*SET PROBLEM*: Which lines of the items below contain the word "building", matching its case exactly? Identify each one and copy it in full.

*PROVIDED DATA*:

--

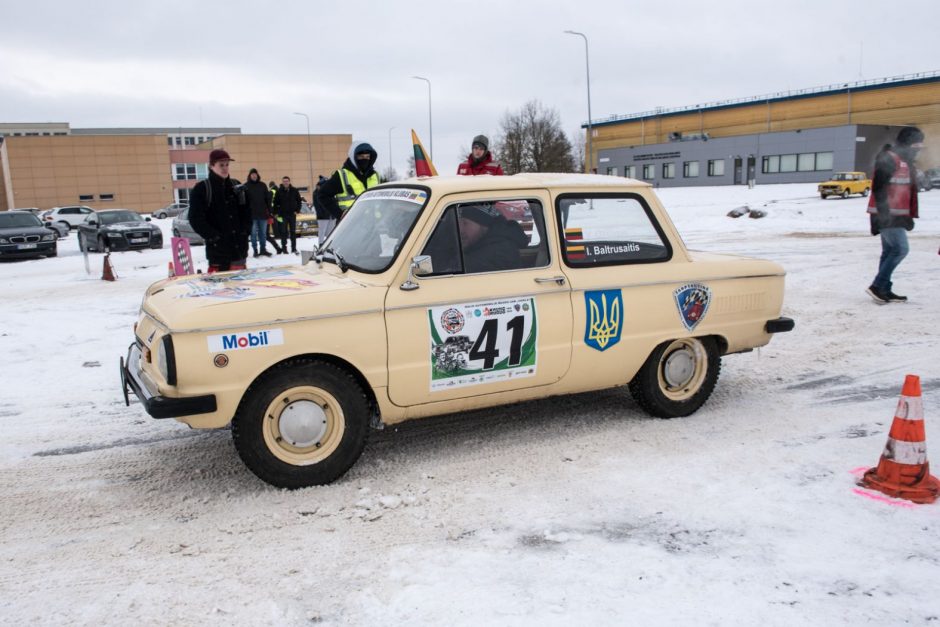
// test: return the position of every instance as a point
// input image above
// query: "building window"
(806, 162)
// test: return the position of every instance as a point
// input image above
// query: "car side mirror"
(421, 265)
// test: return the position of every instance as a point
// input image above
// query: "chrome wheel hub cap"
(303, 424)
(679, 368)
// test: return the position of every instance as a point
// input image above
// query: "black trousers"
(289, 228)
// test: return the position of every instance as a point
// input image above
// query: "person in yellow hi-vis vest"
(356, 176)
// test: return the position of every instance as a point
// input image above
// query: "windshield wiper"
(339, 259)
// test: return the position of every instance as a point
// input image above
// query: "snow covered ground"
(574, 510)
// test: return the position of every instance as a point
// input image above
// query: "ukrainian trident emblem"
(602, 325)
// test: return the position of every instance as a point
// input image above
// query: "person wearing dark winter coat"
(480, 160)
(892, 208)
(328, 212)
(490, 242)
(356, 176)
(287, 206)
(259, 204)
(217, 211)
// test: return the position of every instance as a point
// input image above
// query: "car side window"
(610, 230)
(488, 236)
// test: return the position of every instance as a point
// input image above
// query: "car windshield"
(113, 217)
(369, 237)
(18, 220)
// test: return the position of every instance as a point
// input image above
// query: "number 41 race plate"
(475, 343)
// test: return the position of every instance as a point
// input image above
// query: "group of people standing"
(228, 214)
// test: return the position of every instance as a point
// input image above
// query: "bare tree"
(577, 148)
(531, 140)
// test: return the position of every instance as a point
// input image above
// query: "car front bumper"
(156, 405)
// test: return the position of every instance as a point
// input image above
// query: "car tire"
(301, 424)
(678, 377)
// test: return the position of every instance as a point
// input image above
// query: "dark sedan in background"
(22, 235)
(118, 229)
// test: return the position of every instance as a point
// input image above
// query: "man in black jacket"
(259, 204)
(287, 206)
(217, 211)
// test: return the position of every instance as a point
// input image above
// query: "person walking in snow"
(892, 208)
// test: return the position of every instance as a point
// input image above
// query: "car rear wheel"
(302, 424)
(678, 377)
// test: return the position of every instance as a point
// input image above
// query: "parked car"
(844, 184)
(392, 322)
(118, 229)
(23, 235)
(182, 228)
(72, 215)
(170, 210)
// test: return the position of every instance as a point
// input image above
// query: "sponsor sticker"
(693, 300)
(246, 340)
(477, 343)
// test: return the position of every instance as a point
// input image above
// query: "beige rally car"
(444, 294)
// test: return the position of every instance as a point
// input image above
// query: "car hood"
(253, 297)
(25, 230)
(128, 226)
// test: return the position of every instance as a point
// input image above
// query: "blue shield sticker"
(693, 301)
(603, 313)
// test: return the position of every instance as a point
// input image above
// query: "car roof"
(455, 184)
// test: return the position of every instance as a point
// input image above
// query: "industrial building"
(789, 137)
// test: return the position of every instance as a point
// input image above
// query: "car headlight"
(166, 360)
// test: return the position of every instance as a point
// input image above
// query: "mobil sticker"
(250, 339)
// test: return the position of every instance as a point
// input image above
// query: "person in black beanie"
(892, 208)
(218, 212)
(259, 204)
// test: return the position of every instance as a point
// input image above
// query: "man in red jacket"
(480, 160)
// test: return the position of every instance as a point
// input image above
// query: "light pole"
(391, 164)
(587, 62)
(430, 125)
(309, 153)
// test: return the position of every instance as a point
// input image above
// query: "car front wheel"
(302, 424)
(678, 377)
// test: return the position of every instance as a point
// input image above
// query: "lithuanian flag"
(423, 165)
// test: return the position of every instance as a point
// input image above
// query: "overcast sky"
(348, 64)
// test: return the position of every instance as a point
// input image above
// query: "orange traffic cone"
(107, 273)
(903, 470)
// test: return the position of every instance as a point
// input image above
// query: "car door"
(463, 331)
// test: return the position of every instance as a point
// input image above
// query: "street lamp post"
(391, 164)
(430, 125)
(587, 63)
(309, 153)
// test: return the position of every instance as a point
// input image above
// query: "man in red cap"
(219, 213)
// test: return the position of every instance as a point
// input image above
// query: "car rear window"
(603, 230)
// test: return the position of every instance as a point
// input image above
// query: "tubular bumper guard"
(159, 406)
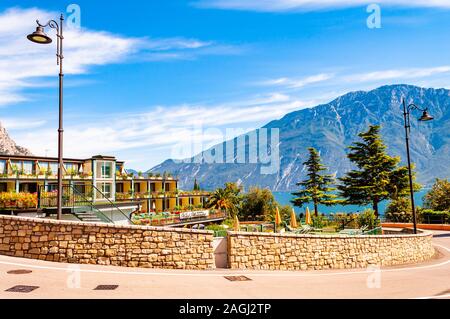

--

*RESULT OF THIS TASK*:
// query: "building window"
// query: "industrial building"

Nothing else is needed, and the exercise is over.